PROBLEM REQUIREMENTS: Quote the line containing "Thank you for the photograph above. Please mark the teal" and all lines that follow it in the listing below, exactly as written.

DATASET EXCERPTS:
Begin

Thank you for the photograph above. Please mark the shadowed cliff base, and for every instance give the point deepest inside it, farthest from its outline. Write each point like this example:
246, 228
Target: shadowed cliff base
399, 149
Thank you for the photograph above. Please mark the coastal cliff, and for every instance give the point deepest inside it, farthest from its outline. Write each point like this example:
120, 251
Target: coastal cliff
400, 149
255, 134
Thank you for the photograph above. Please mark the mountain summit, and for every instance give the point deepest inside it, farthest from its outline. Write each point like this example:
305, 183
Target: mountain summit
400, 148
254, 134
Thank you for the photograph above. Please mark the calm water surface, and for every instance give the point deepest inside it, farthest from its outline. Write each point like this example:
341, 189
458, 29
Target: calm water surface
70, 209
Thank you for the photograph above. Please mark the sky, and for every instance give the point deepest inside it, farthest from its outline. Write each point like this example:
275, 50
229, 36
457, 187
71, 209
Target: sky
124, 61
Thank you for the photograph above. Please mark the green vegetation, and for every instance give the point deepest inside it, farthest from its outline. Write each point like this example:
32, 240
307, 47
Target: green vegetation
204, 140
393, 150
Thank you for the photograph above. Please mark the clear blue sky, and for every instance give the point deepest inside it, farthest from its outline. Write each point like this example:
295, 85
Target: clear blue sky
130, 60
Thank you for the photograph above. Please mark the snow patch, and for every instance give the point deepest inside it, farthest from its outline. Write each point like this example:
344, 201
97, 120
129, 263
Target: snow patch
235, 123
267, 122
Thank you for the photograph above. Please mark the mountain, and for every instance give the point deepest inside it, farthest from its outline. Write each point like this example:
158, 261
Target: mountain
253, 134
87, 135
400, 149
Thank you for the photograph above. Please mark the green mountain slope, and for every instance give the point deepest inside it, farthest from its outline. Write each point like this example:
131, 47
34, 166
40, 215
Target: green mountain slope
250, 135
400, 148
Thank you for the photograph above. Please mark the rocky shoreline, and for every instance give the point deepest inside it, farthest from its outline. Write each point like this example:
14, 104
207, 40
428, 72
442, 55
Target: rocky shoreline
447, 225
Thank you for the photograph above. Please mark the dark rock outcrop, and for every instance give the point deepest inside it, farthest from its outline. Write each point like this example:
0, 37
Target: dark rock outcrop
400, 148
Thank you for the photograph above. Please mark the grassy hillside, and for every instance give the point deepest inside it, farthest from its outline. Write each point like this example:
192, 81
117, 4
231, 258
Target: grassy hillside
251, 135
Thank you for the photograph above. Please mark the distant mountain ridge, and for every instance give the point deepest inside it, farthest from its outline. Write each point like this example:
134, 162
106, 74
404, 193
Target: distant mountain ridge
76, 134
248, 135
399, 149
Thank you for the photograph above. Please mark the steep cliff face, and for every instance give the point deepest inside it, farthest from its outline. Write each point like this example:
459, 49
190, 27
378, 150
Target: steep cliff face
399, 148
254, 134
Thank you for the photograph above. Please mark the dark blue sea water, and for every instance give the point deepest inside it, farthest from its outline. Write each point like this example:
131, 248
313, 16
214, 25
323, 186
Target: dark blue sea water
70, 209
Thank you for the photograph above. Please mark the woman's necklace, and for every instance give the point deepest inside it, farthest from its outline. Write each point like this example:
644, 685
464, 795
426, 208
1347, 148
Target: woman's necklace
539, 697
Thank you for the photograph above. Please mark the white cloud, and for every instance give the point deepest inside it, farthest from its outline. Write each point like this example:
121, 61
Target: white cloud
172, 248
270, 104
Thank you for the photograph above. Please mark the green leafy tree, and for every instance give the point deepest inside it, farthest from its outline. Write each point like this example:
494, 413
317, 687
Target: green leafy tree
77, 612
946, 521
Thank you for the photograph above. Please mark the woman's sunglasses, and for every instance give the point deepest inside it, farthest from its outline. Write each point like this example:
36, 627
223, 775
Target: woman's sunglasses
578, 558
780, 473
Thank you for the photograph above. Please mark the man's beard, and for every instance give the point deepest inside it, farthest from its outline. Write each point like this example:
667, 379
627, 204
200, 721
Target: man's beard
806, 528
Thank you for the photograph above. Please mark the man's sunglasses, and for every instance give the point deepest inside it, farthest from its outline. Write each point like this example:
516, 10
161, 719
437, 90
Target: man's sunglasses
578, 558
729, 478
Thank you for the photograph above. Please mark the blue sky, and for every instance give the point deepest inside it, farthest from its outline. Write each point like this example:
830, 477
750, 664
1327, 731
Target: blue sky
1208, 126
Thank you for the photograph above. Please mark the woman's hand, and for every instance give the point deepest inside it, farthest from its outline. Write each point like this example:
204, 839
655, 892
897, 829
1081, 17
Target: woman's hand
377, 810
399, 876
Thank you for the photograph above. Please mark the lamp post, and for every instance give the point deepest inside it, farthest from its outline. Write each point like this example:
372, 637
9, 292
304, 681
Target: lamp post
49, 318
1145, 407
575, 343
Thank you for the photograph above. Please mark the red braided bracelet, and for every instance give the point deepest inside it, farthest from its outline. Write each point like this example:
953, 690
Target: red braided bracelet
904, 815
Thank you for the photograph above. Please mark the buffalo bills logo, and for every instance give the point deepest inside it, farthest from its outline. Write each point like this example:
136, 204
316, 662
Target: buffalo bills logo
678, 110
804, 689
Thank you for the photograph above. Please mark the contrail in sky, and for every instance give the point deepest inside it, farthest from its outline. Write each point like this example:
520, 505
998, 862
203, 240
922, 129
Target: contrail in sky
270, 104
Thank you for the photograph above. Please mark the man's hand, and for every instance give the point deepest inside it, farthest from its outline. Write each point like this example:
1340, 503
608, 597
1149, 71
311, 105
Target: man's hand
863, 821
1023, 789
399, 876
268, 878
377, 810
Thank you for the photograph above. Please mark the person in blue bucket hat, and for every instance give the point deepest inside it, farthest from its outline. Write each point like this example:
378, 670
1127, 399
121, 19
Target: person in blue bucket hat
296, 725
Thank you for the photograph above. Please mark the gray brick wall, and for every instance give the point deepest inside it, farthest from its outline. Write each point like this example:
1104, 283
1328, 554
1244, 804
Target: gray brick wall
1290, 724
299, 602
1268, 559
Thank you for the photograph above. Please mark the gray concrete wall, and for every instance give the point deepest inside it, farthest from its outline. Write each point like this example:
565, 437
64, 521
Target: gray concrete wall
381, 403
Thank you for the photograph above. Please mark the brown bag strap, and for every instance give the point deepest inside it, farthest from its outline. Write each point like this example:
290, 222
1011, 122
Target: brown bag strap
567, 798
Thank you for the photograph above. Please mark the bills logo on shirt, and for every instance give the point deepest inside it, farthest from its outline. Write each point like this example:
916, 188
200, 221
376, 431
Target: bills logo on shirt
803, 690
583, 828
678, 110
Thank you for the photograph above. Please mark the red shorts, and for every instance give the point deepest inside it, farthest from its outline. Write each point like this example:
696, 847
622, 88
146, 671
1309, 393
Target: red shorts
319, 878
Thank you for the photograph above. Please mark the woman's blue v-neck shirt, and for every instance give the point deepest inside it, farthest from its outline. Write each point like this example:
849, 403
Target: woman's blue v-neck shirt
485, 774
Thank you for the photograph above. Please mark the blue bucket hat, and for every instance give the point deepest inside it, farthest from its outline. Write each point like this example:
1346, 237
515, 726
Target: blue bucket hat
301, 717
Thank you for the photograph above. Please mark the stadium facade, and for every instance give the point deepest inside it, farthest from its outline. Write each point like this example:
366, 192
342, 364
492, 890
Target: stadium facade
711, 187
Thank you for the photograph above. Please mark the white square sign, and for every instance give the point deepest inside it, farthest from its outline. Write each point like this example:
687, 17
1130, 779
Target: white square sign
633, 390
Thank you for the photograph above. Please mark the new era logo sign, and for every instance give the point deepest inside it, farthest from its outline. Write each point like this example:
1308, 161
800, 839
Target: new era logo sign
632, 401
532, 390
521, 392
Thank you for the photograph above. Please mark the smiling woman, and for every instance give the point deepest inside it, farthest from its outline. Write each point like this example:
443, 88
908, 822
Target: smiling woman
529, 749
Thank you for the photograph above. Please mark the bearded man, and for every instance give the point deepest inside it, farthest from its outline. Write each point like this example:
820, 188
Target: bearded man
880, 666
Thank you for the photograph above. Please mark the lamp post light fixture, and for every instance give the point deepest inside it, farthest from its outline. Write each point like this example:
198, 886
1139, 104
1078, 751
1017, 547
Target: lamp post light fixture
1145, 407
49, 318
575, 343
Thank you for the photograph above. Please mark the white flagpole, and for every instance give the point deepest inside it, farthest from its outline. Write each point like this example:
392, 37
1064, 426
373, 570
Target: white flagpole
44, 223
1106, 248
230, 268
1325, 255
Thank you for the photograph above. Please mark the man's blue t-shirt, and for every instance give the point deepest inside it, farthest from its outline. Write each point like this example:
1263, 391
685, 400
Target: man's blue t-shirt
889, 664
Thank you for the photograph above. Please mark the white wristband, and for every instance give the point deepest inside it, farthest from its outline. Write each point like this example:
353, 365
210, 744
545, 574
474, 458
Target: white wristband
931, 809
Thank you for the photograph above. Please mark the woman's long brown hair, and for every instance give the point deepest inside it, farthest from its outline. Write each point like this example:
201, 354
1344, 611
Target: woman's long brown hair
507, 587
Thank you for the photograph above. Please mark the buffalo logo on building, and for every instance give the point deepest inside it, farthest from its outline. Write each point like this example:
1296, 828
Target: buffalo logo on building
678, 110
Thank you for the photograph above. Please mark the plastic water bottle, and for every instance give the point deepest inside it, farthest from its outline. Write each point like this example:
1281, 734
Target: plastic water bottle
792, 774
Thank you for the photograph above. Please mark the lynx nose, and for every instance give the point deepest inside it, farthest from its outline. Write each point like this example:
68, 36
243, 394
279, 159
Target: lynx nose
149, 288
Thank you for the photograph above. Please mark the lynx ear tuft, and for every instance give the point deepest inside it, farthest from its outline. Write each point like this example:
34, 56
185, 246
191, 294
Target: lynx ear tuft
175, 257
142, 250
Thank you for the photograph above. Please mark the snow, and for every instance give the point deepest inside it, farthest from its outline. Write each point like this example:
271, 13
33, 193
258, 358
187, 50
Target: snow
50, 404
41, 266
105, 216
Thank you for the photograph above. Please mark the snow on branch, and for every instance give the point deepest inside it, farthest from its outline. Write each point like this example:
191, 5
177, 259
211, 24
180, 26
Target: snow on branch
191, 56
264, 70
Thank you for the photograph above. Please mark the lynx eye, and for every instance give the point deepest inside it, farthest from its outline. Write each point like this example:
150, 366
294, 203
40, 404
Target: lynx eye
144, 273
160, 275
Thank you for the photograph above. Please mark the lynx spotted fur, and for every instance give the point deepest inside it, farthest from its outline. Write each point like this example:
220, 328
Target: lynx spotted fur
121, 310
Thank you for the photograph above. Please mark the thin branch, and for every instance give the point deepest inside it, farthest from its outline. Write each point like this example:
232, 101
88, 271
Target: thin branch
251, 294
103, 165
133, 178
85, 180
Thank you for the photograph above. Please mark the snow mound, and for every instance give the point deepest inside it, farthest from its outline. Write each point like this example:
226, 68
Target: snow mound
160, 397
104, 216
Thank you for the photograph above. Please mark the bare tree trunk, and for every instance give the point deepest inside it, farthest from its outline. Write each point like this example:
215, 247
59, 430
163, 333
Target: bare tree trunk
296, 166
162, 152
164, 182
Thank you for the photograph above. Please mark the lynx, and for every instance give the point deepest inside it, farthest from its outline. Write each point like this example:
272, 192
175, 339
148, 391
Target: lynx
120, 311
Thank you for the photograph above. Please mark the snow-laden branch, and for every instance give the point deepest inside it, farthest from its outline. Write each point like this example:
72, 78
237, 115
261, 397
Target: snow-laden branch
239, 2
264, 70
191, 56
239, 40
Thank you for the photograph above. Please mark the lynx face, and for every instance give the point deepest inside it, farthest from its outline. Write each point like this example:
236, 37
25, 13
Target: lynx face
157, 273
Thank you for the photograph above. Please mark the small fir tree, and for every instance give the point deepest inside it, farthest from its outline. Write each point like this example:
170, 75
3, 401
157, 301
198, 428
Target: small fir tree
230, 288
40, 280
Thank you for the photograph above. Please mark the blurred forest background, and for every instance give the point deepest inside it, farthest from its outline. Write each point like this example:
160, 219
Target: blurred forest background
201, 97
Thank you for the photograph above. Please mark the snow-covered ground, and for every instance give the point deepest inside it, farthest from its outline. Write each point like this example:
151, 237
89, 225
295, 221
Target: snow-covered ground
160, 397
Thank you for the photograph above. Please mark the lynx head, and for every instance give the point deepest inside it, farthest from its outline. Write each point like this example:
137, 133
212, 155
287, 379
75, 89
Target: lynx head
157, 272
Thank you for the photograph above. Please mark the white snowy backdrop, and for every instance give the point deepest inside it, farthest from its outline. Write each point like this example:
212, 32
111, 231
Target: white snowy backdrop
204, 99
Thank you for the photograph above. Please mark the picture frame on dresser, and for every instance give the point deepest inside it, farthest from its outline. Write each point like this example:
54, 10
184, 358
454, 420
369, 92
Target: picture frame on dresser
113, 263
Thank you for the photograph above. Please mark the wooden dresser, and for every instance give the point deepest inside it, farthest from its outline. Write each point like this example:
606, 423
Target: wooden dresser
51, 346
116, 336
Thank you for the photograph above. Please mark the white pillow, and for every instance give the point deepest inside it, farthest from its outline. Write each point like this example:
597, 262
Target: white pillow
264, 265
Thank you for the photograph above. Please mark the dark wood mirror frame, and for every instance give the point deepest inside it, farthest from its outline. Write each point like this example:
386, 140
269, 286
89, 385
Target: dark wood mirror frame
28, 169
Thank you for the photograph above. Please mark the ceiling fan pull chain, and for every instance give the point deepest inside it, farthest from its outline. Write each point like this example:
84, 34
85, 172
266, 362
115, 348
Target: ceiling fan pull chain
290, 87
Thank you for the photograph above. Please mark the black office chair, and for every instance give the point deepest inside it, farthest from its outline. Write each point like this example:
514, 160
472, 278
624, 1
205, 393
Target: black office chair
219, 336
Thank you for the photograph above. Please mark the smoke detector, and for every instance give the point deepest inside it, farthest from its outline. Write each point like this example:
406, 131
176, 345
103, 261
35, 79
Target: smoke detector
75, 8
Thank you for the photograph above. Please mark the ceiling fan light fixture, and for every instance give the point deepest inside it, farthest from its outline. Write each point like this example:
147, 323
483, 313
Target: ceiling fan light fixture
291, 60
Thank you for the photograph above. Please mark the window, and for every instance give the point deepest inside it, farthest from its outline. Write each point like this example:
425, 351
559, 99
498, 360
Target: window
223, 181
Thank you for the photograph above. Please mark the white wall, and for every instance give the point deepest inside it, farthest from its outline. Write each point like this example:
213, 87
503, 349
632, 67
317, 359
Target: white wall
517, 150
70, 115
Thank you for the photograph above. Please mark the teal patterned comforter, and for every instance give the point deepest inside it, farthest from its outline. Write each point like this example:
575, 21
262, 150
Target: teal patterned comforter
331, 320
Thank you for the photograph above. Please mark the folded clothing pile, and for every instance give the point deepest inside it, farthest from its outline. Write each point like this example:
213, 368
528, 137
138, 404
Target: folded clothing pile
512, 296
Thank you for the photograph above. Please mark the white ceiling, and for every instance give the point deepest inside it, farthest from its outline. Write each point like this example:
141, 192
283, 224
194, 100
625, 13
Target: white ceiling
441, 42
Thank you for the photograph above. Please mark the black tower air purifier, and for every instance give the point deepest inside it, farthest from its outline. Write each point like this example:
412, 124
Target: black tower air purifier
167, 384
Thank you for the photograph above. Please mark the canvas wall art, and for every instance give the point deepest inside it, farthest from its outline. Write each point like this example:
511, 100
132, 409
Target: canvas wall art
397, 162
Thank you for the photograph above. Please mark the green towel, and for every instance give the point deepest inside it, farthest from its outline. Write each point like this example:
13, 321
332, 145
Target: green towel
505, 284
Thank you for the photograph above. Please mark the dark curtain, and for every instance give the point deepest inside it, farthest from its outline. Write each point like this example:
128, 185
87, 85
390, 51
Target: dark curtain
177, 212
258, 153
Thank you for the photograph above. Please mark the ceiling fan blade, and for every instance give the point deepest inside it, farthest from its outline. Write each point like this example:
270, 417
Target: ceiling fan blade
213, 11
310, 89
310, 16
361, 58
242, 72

End

SOLUTION BELOW:
Thank you for the photograph above. Please mark the teal patterned comforter, and for every instance give the point deepest inside it, farthest from its outline. Write each point like this example:
575, 21
262, 150
Target: teal patterned comforter
331, 320
Thank you for the photograph above. Please mark the folded clothing pile, and for every instance give the point deepest inside it, farthest from its outline. Write each point like this example:
213, 368
528, 137
138, 404
Target: folded clothing pile
512, 296
Thank you for the photograph above. Please mark the white ceiling, and for every instance give the point deepest inside it, farthest from its outline. Write each point like this example:
141, 192
283, 224
194, 100
625, 13
Target: white ceiling
441, 42
Thank you for the photograph above. Please mark the black tower air purifier, and for every instance give the point deepest inside it, farthest from its outline. Write each point like this example:
412, 124
Target: black tower air purifier
167, 384
Thank you for the photograph above. Please mark the canvas wall art, and for every instance give the point deepest inside it, farthest from its outline. Write each point like this example:
511, 100
132, 409
Target: canvas wall art
397, 162
Thank you for the photograph above. Please mark the green towel, and for every instance give the point deepest inside it, farthest from its outline. Write each point like this example:
13, 321
332, 145
Target: green towel
505, 284
Thank you for the photograph above. Please mark the dark curtain, and for every instance give the point deepest inside it, farthest from its outline. Write each point like this example:
128, 185
87, 85
390, 51
Target: dark curtain
177, 212
258, 153
Thank you for the photograph above. Please mark the ceiling fan blade, and for every instance give the point deepest inside it, farthest from its outline. Write each point like this example:
270, 417
Target: ceiling fan blade
213, 11
310, 89
310, 16
361, 58
242, 72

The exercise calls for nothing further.